## PROBLEM STATEMENT
Repeat each line of the data below exactly, but skip the pictures.

[Records from a collection]
====

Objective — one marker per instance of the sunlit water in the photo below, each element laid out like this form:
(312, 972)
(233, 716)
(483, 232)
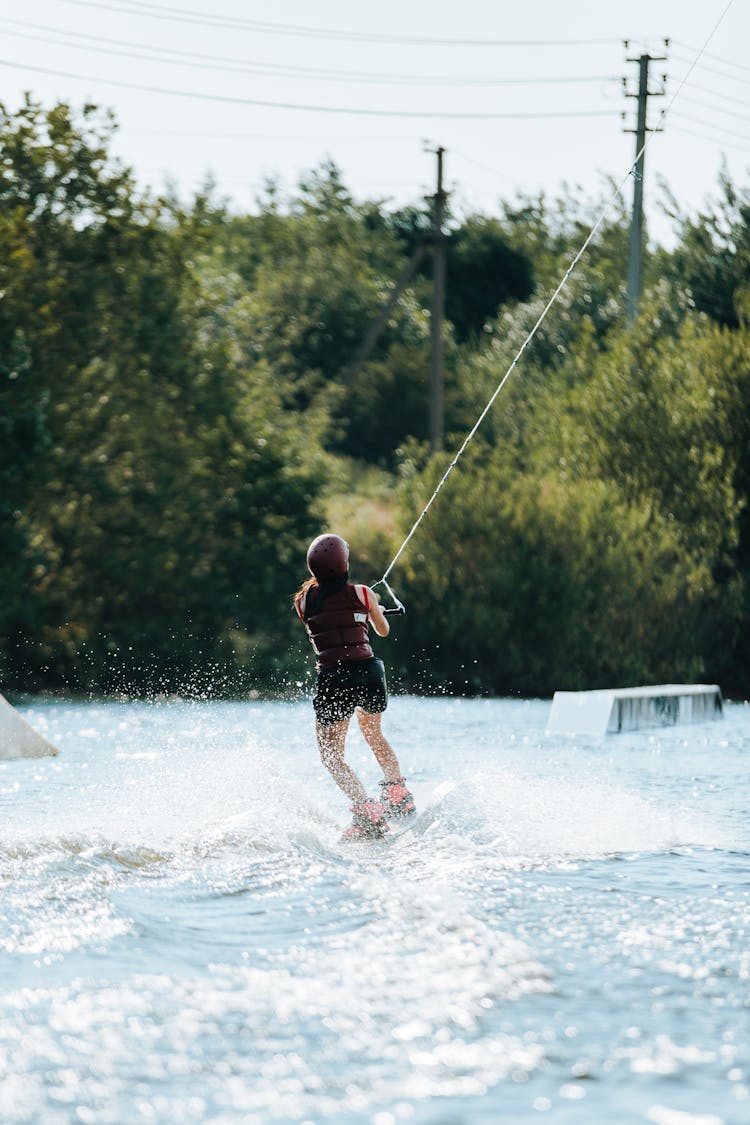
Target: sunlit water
(563, 936)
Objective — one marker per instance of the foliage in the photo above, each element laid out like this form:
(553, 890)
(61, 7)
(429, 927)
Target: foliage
(181, 411)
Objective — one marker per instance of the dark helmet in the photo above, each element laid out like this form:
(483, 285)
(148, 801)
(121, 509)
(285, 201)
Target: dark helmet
(327, 557)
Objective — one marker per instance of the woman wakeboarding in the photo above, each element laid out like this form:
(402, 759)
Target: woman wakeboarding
(350, 680)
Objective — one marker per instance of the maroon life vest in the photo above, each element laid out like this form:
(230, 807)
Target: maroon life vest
(337, 627)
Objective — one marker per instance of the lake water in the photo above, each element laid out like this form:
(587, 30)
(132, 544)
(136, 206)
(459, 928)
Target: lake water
(563, 936)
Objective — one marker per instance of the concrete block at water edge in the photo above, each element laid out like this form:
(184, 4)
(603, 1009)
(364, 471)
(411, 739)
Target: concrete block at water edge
(610, 711)
(17, 738)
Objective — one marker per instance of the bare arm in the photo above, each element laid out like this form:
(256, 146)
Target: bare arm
(377, 619)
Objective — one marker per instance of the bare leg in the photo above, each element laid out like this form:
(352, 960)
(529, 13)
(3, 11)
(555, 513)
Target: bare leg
(332, 738)
(379, 745)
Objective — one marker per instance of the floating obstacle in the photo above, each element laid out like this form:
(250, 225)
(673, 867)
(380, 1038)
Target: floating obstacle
(17, 738)
(611, 711)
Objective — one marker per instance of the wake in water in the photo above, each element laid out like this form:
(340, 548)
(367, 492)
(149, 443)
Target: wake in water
(182, 928)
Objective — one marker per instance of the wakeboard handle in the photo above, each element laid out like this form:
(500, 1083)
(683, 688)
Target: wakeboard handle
(397, 609)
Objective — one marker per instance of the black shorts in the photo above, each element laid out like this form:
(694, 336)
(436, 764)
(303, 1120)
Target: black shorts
(340, 690)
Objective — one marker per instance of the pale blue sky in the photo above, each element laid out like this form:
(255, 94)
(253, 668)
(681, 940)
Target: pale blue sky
(348, 56)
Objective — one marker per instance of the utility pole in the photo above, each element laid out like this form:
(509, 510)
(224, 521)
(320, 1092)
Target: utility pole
(437, 312)
(636, 239)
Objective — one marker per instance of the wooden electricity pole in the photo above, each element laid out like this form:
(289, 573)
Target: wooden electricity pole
(437, 312)
(636, 236)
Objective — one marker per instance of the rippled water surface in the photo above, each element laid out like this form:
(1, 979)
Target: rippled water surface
(563, 935)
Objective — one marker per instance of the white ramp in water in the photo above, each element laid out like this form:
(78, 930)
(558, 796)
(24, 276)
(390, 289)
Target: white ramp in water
(17, 738)
(610, 711)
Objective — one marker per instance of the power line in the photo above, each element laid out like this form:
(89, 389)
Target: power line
(713, 70)
(717, 93)
(702, 136)
(264, 27)
(202, 61)
(708, 125)
(728, 62)
(306, 107)
(719, 109)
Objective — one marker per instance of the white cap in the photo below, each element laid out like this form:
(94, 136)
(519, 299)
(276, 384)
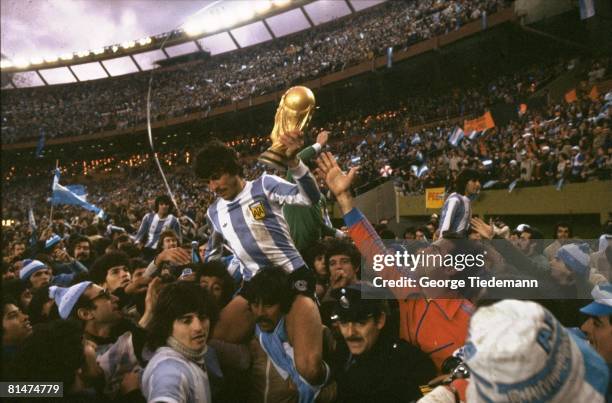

====

## RESULT FOR THIS TASK
Objective — one marker per instance of the sunlit water in the photo below, each element laid out like this form:
(312, 972)
(233, 716)
(483, 232)
Target: sunlit water
(563, 936)
Objective — one marker per instance of the foliage in the photo above, each element laid out like this form:
(553, 890)
(61, 7)
(429, 927)
Target: foliage
(181, 411)
Objective — one marker per instance of the dark helmet in the photo above, each element laid out like this form:
(483, 285)
(148, 801)
(121, 509)
(285, 201)
Target: dark helmet
(327, 557)
Objective — one marker per instance of the woman wakeboarding in the photo above, each element laid out like this form:
(402, 759)
Target: woman wakeboarding
(350, 680)
Objective — one marker per instance of the maroon life vest in the photo above, each element laid out like this form:
(230, 807)
Target: maroon life vest
(337, 627)
Objective — one marker per instance of the lake water in the photo above, each element laid out like this form:
(587, 30)
(132, 544)
(136, 206)
(459, 928)
Target: lake water
(563, 936)
Objective — one marker per instance of the concrete block at water edge in the photo above, each element laid out like this form:
(184, 4)
(603, 1009)
(364, 471)
(411, 739)
Target: concrete block at water edge
(610, 711)
(17, 738)
Objective — one marker per instance of the bare arm in the photo above, each element laid out like this form:
(256, 146)
Target: bare arm
(377, 619)
Objective — one marker per instance of the bare leg in the photo above, each element laid out like this form:
(352, 960)
(529, 13)
(3, 11)
(555, 513)
Target: bare leg
(332, 738)
(379, 745)
Objective — one marker per instance of the floating obstacle in the photo above, each element laid out like this form:
(250, 225)
(673, 867)
(380, 1038)
Target: floating obstacle
(17, 738)
(611, 711)
Objective — one marker per instance of the wake in water in the photo above, each element laid out like this form:
(340, 548)
(367, 492)
(149, 443)
Target: wake in water
(182, 928)
Objective — one marker per instance of the wakeboard handle in the photo above, each element laid out like this form:
(500, 1083)
(683, 688)
Target: wakeboard handle
(397, 609)
Objective — one marker per instance of the black shorts in the photo above, each element laid out like this form:
(694, 336)
(436, 764)
(303, 1120)
Target: black shorts
(340, 690)
Objective — one marker per instance of the pale blue sky in the photo above, each element laid out like this form:
(255, 94)
(253, 668)
(681, 940)
Target: pale blue sky
(348, 56)
Objective — one marker per instance of the utility pole in the photo above, each element laid out like this form:
(509, 510)
(224, 521)
(320, 1092)
Target: utility pole
(437, 312)
(636, 239)
Objective — one marker per instance of the wooden electricity pole in the photo above, each element laid out like this form:
(289, 573)
Target: wooden electricity pole
(437, 312)
(636, 236)
Objective — one marker per instance of the rippled water surface in the photo above, each element laid out like this form:
(1, 979)
Target: rippled water surface
(563, 935)
Objective — one marker per instance of the white ramp in water in the photo above, each element laid out like this form:
(78, 930)
(558, 796)
(24, 276)
(390, 289)
Target: white ramp in water
(17, 738)
(610, 711)
Objective — one marker per instance of the power line in the photo above, each element laid out like this form:
(89, 389)
Target: power line
(713, 70)
(717, 93)
(702, 136)
(264, 27)
(202, 61)
(708, 125)
(728, 62)
(306, 107)
(719, 109)
Objective — one marker per instance of the white cap in the photo below, each element laid out like this form:
(94, 136)
(519, 299)
(276, 384)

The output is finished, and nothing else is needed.